- Text excerpt -
--- START ---

Moreover, according to the newspaper, the CIA operation had begun three months earlier, in late December.
"Initially, U.S. officials were so confident that they could persuade Iraqi leaders to surrender that they delayed the start of the war," USA Today reported. "And although those early efforts were largely unsuccessful, the communications have resumed even as U.S. forces carry out air and ground assaults inside Iraq, according to three intelligence and two military officials directly involved in the communications efforts …
"U.S. intelligence officials say they recently recruited a senior member of Saddam's inner circle who is secretly providing them with valuable information on the movements and actions of Iraqi leaders. The same Iraqi official is trying to persuade other members of Saddam's leadership to surrender."
Even Defense Secretary Donald Rumsfeld spoke about the operation in late March. "Is there contact between coalition forces and Iraqi forces? The answer is, most certainly. There has been over the past period of weeks, and those discussions have intensified."
According to press reports at the time, U.S. military and intelligence personnel had established remarkably close contact with Iraq's top military leaders. Said USA Today, "The Americans don't just know these generals' home and office telephone numbers; the CIA, it's been reported, has a robust Rolodex of e-mail addresses, cellphone numbers and other high-tech means to contact both the warriors and their family members."
The Deal
Here, according to an exclusive report in the Lebanese newspaper Sawt al-`Urouba, are the details of what their correspondent Walid Rabbah called "The Deal."
Noting Rumsfeld’s admission that the phone calls were taking place, the paper recalled that three days later the U.S. media played an audiotape on which recorded voices could be heard speaking in Arabic guiding American forces to important bombing targets.
The telemarketing operations increased in intensity after the Republican Guard faced its first encounter with U.S. around Baghdad, after much of their equipment was destroyed. Said the report, U.S. military leaders realized they were facing a force with high military preparedness, one that was well trained and capable of inflicting tremendous casualties on American forces attempting to enter Baghdad.
Thanks to "the Plan," those horrendous casualties were avoided.
Here, according to the paper, are the details of the offer, approved by Rumsfeld, that were made to both the Republican Guard and Saddam's Fedayeen.
In return for ceasing all opposition and laying down their arms, the U.S. was prepared to provide:
Transportation for the Republican Guard's top echelon to secure locations outside Iraq.
Transportation of second-rank Republican Guard leaders to "liberated" places inside Iraq that the coalition forces already controlled.
Money Makes the World Go 'Round
Huge sums of money to the top echelon of the Republican Guard. Second-ranking officers were offered lower, but still sizeable, amounts of cash.
Amnesty to some of the top leaders of the Republican Guard.
Official roles in "liberated" Iraq after the end of the war, to those who had not committed "war crimes," under Saddam’s regime.

--- END ---

- Exercise directions -
Decide whether each statement agrees with the excerpt on U.S. contacts with Iraqi commanders, answering yes or no and quoting the words that settle it. 1. The CIA operation started in late December. 2. Rumsfeld said there was no contact between coalition and Iraqi forces. 3. The offer included amnesty for every leader of the Republican Guard. The lines after this text are separate material and have no connection to it.

- Data -
--- START ---

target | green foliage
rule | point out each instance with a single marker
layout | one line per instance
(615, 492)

--- END ---

- The output -
1. Yes: "the CIA operation had begun three months earlier, in late December."
2. No: "Is there contact between coalition forces and Iraqi forces? The answer is, most certainly."
3. No: "Amnesty to some of the top leaders of the Republican Guard."